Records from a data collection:
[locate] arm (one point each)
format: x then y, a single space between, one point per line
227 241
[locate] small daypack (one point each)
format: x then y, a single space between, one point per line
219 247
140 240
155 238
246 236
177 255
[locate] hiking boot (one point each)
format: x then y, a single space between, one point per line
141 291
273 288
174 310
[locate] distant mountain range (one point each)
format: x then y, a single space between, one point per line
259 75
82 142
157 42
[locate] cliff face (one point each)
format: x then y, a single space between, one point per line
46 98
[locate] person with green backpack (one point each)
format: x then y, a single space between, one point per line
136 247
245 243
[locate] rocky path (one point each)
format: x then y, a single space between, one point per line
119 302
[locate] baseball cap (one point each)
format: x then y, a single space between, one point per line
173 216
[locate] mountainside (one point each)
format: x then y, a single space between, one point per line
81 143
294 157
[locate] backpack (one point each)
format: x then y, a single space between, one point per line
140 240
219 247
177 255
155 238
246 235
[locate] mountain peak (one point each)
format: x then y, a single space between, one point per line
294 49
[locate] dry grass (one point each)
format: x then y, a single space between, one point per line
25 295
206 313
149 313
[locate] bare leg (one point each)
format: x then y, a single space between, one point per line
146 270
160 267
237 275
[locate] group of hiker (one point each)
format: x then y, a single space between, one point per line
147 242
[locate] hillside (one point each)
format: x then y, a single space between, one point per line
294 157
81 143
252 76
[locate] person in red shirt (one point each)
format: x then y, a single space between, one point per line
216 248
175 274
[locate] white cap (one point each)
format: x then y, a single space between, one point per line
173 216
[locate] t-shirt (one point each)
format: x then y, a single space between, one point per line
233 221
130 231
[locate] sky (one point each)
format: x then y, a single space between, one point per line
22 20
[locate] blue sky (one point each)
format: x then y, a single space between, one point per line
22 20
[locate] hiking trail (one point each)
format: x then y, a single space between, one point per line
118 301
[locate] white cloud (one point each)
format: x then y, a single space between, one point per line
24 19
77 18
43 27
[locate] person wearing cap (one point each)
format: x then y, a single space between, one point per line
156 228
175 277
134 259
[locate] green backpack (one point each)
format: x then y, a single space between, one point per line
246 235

**Task**
Output each record exactly, leaving nothing out.

**Correct output**
[locate] arm (one point each)
format: x then y, a single space between, one point per line
227 241
[locate] small daypack (one point each)
format: x then y, a single space between, one point per line
219 247
140 240
155 238
246 236
177 255
[locate] hiking boot (one point each)
format: x then y, a single space between, one point per line
141 291
273 288
174 310
[locate] distant mountain range (one point each)
format: x then y, a single space between, one point per line
259 75
82 142
157 42
[locate] cliff face (one point each)
format: x then y, a single space between, one point per line
46 98
[locate] person with green backpack (one point each)
format: x then y, a single space between, one point per line
136 247
245 243
[locate] rocky path (one point each)
format: x then y, a single space between, one point per line
119 302
[locate] baseball cap (one point each)
format: x then y, a single space between, one point per line
173 216
[locate] mountainside (one point each)
format: x then y, a single space between, one point per line
81 143
294 157
[locate] backpack (one point each)
format: x then y, a single space between, one point per line
140 240
219 247
177 255
155 238
246 235
[locate] mountain peak (one point each)
format: x then y, a single space between, one point per line
294 49
[locate] dry grass (one point each)
format: x then y, a single space between, one point per line
25 295
206 313
149 313
[locate] bare leg (one point each)
format: x then y, a single space between, one point per line
146 270
160 267
237 275
[locate] group of hiker (one point each)
format: x then y, a single space between, one point per line
147 242
[locate] hillside (one point each)
format: x then y, a single space between, one point per line
294 157
81 143
252 76
[locate] person in red shirt (one point each)
format: x then y, a single space between, one point per line
216 248
175 274
[locate] white cap (one point each)
format: x then y, a single space between, one point per line
173 216
[locate] t-shirt (one point each)
format: x then y, a single space between, one point per line
233 221
130 231
[locate] sky (one point each)
format: x then y, a single space between, one point per line
22 20
[locate] blue sky (one point each)
format: x then y, a single space between, one point per line
22 20
[locate] hiking trail (one point each)
format: x then y, a single space between, one point per line
118 301
[locate] white cloud (one point each)
format: x then y, a single space between, one point per line
24 19
77 18
43 27
[locate] person wearing cap (one point each)
format: x then y, a single space between, one point per line
156 228
175 277
134 259
[locate] green backpack (one point each)
format: x then y, a single space between, one point per line
246 235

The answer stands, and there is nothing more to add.